# Text section start

According to sources familiar with the development, the regulator has asked Idea to share details of the methodology through which the share price for acquisition was arrived at and whether such price discovery was in line with the listing regulations.

The regulator has also asked how Idea Cellular arrived at the pricing of shares for the merger with Vodafone. The move is aimed to ensure small investors have an opportunity to take an informed decision about their stake in the company. 

“The regulator wants to be sure that all the compliance requirements are properly met, as the decision involves the fate of thousands of investors who have purchased Idea shares. Companies should maintain utmost transparency while going for such deals,” said a Sebi source. 

The regulator has asked the Aditya Birla Group to submit promoters’ share transaction agreement, by which the promoter will acquire from Vodafone a 4.94 per cent stake after the merger and 9.88 per cent in the next four years. It has also questioned why this arrangement was made part of the merger scheme. 

Sebi has also inquired if the proposed merger is compliant with the Department of Telecommunications (DoT) regulations. 

These queries were raised by Sebi earlier this week after Idea Cellular approached the regulator for the merger approval. 

The company has been given time until May 22 to respond to the queries raised. Aditya Birla Group companies declined to comment on the matter. 

In March, Idea Cellular and Vodafone India announced their merger, which would make it the largest telecom operator in the country. In the first step, Idea Cellular and Vodafone India would merge their operations at a swap ratio of 1:1. Then, Birla’s holding companies would buy a 4.9 per cent stake from Vodafone at Rs 110 per share, investing close to Rs 3,900 crore. 

This would increase Idea’s stake to 26 per cent and bring down Vodafone Plc’s stake to 45.1 per cent. The Birlas would have the right to acquire another 9.5-9.88 per cent stake from Vodafone in the next four years, so that both partners eventually hold an equal stake in the company (about 35.6 per cent each).

# Text section end
# Information shown start

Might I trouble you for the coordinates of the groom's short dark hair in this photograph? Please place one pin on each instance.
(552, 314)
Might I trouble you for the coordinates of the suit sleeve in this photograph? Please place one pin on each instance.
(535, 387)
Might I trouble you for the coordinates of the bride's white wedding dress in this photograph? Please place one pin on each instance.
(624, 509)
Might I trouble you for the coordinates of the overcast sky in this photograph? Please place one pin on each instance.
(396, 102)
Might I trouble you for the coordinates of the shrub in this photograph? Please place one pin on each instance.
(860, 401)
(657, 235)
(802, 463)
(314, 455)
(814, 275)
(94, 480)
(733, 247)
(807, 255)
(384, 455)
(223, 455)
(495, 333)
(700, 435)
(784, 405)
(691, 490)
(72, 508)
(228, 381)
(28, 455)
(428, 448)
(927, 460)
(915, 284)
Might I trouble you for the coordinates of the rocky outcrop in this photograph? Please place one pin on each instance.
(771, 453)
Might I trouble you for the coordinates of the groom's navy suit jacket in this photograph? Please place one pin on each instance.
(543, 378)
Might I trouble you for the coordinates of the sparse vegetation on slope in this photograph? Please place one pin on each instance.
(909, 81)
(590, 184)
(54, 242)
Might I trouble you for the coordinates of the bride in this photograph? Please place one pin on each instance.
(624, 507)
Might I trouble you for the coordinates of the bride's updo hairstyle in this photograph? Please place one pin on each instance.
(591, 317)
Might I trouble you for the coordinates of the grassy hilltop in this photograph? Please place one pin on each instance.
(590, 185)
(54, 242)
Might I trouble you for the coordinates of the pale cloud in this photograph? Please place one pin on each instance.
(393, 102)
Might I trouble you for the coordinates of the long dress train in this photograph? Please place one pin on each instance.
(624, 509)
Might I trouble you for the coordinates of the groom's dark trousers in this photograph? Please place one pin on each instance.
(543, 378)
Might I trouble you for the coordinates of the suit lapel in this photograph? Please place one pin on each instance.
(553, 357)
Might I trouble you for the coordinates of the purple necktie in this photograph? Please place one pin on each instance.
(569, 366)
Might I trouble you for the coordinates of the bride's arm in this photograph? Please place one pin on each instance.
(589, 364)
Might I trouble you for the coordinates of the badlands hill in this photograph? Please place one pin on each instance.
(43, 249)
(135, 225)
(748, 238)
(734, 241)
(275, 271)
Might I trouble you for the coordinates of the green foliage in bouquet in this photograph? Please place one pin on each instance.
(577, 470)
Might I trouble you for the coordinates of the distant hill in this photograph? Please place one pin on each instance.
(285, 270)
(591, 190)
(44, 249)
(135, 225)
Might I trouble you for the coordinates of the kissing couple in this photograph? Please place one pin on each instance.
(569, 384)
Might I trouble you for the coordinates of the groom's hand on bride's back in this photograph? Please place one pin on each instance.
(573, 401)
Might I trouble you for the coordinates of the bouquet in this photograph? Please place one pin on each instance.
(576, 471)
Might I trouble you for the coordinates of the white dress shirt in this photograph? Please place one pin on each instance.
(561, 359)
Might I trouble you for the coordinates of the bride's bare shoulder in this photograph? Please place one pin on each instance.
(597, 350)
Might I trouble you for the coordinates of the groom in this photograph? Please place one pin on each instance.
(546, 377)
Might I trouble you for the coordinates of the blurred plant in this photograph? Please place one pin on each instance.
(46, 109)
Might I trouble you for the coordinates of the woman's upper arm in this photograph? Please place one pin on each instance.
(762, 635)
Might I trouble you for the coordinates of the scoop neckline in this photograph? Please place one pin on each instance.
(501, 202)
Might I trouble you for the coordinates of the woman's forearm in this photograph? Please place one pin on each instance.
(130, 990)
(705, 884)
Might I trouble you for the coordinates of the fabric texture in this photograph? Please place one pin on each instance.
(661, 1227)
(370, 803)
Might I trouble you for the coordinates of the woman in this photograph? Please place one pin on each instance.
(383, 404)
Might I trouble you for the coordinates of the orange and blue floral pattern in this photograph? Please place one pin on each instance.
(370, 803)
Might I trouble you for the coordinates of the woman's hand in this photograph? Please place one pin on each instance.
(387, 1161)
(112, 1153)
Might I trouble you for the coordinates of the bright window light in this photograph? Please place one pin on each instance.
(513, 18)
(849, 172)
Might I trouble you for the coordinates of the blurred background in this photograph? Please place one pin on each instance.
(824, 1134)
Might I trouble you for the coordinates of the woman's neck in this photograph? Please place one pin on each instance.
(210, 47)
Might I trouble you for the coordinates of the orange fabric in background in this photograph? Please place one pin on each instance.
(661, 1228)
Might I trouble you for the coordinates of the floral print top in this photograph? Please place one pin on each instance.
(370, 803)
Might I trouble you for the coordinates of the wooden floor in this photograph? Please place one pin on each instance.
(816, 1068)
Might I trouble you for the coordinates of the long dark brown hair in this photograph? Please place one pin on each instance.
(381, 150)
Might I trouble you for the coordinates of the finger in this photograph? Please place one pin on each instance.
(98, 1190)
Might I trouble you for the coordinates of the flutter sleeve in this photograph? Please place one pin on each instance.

# Information shown end

● Short exercise: Extend the report on Sebi's review of the Idea–Vodafone merger, picking up after its final sentence. The lines are not needed for this work.

● Response for this exercise:
On the pricing issue, Sebi’s Issue of Capital and Disclosure Requirements (ICDR) regulation says that the company would have to disclose all the materially important facts and ensure that all disclosures are true, fair and adequate. 

“The disclosure should be in line with Sebi’s new provisions on scheme of arrangements. According to it, even if an unlisted company is merging with a listed company, the provisions of ICDR need to be followed. The regulations clearly state that all the materially important facts need to be informed to the investors,” said J N Gupta, co-founder and managing director, Stakeholder Empowerment Services (SES), a proxy firm.

Another expert said the investor has the right to know more than just the swap ratio. At present, the company has only disclosed the swap ratio, and has not explained how the ratio was arrived at and what factors were considered in the process.

The approval process for merger involves multiple steps. After getting a nod from the board of director of companies, the company needs to submit details of the scheme of arrangement to the stock exchanges. The exchanges forward that scheme to Sebi along with their comments. 

Sebi should give a ‘no objection’ on the scheme of amalgamation and then it finally goes for National Company Law Tribunal (NCLT) for its approval.